• [EXERCISE]:
Write out all of the material below word for word, leaving the pictures out.

• [RECORDS]:
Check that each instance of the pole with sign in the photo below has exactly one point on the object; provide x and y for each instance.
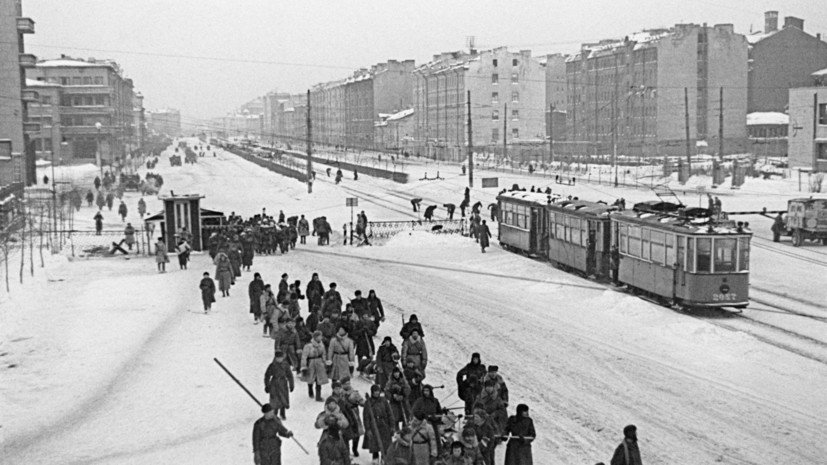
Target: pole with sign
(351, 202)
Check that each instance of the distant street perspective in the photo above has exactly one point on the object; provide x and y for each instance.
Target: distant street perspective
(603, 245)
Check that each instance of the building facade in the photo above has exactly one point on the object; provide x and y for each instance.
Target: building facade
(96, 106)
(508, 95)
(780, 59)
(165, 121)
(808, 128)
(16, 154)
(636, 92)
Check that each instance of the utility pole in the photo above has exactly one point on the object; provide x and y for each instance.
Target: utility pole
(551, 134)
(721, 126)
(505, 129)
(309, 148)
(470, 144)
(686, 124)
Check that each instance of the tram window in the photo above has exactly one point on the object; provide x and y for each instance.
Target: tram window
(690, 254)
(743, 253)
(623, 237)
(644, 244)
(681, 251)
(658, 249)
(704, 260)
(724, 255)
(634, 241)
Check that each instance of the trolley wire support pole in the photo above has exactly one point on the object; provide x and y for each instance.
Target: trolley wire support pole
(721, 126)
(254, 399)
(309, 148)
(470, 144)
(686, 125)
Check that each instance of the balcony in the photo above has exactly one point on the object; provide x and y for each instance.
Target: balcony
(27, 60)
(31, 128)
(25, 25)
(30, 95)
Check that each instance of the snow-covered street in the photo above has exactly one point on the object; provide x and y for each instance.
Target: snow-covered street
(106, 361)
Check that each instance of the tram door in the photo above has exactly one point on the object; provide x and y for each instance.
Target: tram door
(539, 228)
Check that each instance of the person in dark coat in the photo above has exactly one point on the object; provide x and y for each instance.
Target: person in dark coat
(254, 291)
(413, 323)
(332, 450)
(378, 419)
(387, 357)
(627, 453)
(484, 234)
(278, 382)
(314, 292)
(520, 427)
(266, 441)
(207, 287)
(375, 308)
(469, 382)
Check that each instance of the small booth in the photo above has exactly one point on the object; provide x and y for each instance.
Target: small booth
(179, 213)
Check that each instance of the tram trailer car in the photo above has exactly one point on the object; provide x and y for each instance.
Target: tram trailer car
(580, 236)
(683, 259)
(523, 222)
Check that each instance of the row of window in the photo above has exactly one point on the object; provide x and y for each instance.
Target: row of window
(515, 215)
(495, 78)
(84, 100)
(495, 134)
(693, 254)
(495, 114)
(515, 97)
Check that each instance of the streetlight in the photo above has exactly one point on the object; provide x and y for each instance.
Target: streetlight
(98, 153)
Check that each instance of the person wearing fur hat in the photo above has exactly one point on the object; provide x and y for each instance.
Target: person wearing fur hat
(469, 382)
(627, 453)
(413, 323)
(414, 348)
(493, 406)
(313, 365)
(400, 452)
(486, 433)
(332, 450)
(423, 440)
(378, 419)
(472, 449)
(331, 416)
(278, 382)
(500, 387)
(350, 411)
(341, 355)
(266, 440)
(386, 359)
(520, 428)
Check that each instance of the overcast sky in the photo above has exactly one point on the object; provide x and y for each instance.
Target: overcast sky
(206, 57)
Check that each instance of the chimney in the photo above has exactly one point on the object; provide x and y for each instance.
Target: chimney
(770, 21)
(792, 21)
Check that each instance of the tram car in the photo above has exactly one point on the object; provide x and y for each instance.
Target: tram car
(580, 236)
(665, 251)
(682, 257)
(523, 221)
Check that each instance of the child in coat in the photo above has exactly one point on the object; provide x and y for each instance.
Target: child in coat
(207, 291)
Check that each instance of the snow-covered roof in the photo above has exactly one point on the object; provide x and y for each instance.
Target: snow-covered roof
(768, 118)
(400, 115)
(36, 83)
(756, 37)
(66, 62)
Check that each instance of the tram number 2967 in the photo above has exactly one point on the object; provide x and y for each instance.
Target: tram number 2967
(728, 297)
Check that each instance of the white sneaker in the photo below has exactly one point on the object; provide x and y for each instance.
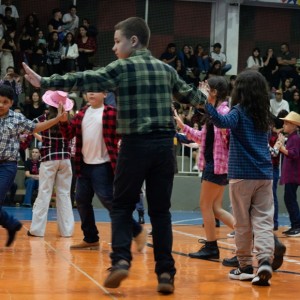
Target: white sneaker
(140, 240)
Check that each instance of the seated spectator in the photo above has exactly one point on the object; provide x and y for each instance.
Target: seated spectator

• [RESULT]:
Check that each instance of the pole with sign in the photo below has exactly one point on the object; provide x and y for each instance.
Target: pole with sign
(351, 202)
Check that each instance of the distant street perspective in the photo above has exactly one point on the object; provide x and y for each instance.
Target: distant street perspective
(603, 245)
Check that each instance of the building facade in the photo above has exactly one point on the object; provide x and y for each instance.
Target: building facade
(96, 106)
(508, 95)
(780, 59)
(165, 121)
(808, 128)
(16, 154)
(636, 92)
Check that each instance of the utility pole in the photo above has exactly one point on the object; provide x and y for each instance.
Target: utility pole
(551, 134)
(721, 126)
(505, 129)
(309, 148)
(470, 144)
(686, 124)
Check that each instance of the tram window in the photo above has exactly one point on the object; provide x and y for each instance.
Target: tram window
(690, 254)
(743, 253)
(623, 237)
(644, 244)
(681, 251)
(658, 249)
(704, 260)
(724, 255)
(634, 241)
Check that each instance of the trolley wire support pole in the photo above has exactly one point on the object; provide x and y for each instance.
Target: trolley wire support pole
(721, 126)
(254, 399)
(309, 148)
(470, 144)
(686, 125)
Check that each instance of the balcony in the photo above has exactly one point on the object; provide x and y for each instance.
Target: balcony
(27, 60)
(31, 128)
(25, 25)
(30, 95)
Check that each instance of the snow-covered street in the photo above has exactly one point on the object; provide x and y for each instance.
Target: snow-covered street
(106, 361)
Check that each instance of the tram door in the photo above has exactly one point on the object; provide x and y for each instance.
Target: tram door
(539, 228)
Check that each instance of the person in dark coat in the photo above has exactly one point on the object; provide x and y for each instance.
Target: person in dark coat
(254, 291)
(413, 323)
(332, 450)
(378, 419)
(387, 357)
(627, 453)
(484, 234)
(278, 382)
(314, 292)
(520, 427)
(266, 441)
(207, 287)
(375, 308)
(469, 382)
Check that each instance of the small booth in the photo above has exactly one point on the object; provide x and y for each instance.
Target: small booth
(179, 213)
Check that each instance of the tram trailer car in the photo above has exactly one point on the object; provide x and y for each instance.
Target: tram trailer car
(580, 236)
(683, 259)
(523, 222)
Check that each instance of the row of window in the photo above has exactly one point on the object; provide x and y for each instance.
Target: row of window
(515, 215)
(495, 78)
(84, 100)
(495, 134)
(693, 254)
(495, 114)
(515, 97)
Check that each instance of the streetlight in the photo above has exactly one point on the object; provide x and y for each instance.
Target: streetlight
(98, 153)
Check that each instance of the person wearing fur hat in the photo above has exactly one point on the object; provide x and y for each instance.
Target: person wearing fur hat
(469, 382)
(627, 453)
(413, 323)
(414, 348)
(493, 406)
(313, 365)
(400, 452)
(486, 433)
(332, 450)
(423, 440)
(378, 419)
(472, 449)
(331, 416)
(278, 382)
(500, 387)
(350, 411)
(341, 355)
(266, 440)
(386, 359)
(520, 428)
Check that each instance of the overcast sky in the photo above has exactly one point on the object; provide x and y for each instance.
Target: overcast sky
(206, 57)
Check that each instance of the chimney in the photo above has exactly one point on the object; provide x and y for each instance.
Target: chimney
(770, 21)
(792, 21)
Check that each instance of the tram car in the photo above has exactly one point on the object; provide x and y for each instance.
Target: tram car
(580, 236)
(665, 251)
(682, 257)
(523, 221)
Check that each instance of the child in coat in the photo above has exactly one point on the object; provide x and y for each instance.
Target: child in coat
(207, 291)
Check that each instance of the snow-covered roof in the photo above has exactly one point on the object; provide x and y for each instance.
Target: snow-covered roof
(768, 118)
(400, 115)
(36, 83)
(756, 37)
(66, 62)
Check that each instance of the tram number 2967 in the photo above has exactly one point on the object; provide x and y for each instance.
Target: tram number 2967
(728, 297)
Check that each instance of the white sneaker in the photo below has exactly one point on the object; provide x and y for each instance.
Target: white sneaker
(140, 240)
Check that each instance of the seated spectator in the photo above has exactly one point on the object; provide x and y for each instance.
Target: seated spectator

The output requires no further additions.